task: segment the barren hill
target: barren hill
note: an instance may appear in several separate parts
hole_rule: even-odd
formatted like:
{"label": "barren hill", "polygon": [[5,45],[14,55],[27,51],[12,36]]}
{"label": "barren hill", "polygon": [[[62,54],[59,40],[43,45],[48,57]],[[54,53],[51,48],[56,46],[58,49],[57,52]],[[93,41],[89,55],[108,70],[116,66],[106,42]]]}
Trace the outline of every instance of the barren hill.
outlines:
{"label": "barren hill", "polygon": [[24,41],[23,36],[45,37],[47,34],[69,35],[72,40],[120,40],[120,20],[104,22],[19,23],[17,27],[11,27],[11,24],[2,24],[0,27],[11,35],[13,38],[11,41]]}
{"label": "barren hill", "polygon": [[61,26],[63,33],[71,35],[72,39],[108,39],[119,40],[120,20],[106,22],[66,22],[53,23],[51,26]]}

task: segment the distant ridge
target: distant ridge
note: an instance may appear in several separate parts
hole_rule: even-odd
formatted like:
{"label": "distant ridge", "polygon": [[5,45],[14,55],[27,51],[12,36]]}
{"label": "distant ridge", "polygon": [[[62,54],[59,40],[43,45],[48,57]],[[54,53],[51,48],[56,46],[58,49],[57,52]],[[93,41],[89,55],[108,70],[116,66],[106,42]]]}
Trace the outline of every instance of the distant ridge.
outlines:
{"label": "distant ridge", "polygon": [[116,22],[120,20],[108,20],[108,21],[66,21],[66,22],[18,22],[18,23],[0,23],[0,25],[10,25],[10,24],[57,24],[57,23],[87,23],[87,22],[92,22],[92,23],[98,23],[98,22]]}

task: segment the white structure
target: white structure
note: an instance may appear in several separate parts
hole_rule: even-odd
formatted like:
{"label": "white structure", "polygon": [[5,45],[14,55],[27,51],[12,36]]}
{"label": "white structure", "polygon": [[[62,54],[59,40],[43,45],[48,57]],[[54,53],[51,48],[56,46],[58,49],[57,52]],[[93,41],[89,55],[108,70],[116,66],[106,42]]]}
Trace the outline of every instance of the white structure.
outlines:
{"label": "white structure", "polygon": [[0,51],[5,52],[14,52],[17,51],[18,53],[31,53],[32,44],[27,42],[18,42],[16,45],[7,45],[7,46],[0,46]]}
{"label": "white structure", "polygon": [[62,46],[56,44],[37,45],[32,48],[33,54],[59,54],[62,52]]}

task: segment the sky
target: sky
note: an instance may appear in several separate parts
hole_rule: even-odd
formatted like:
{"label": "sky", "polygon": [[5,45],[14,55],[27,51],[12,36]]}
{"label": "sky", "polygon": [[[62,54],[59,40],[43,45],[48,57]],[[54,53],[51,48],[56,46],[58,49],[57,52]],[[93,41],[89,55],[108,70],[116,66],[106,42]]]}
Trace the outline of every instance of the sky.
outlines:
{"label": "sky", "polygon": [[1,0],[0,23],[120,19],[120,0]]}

+ + +

WHAT YOU SHOULD DO — Output the lines above exactly, but only those between the line holding "Trace the outline of every instance of the barren" and the line holding "Trace the outline of every instance of the distant", inclusive.

TASK ANSWER —
Trace the outline of every instance of the barren hill.
outlines:
{"label": "barren hill", "polygon": [[24,41],[23,36],[45,37],[47,34],[69,35],[72,40],[120,40],[120,20],[104,22],[19,23],[17,27],[11,27],[11,24],[2,24],[0,27],[11,35],[13,38],[11,41]]}
{"label": "barren hill", "polygon": [[61,26],[63,33],[71,35],[72,39],[108,39],[119,40],[120,20],[106,22],[66,22],[53,23],[51,26]]}

task: segment the distant ridge
target: distant ridge
note: an instance may appear in several separate parts
hole_rule: even-odd
formatted like:
{"label": "distant ridge", "polygon": [[5,45],[14,55],[27,51],[12,36]]}
{"label": "distant ridge", "polygon": [[[62,54],[59,40],[43,45],[48,57]],[[54,53],[51,48],[56,46],[58,49],[57,52]],[[93,41],[89,55],[108,70],[116,66],[106,42]]]}
Trace the outline of every instance of the distant ridge.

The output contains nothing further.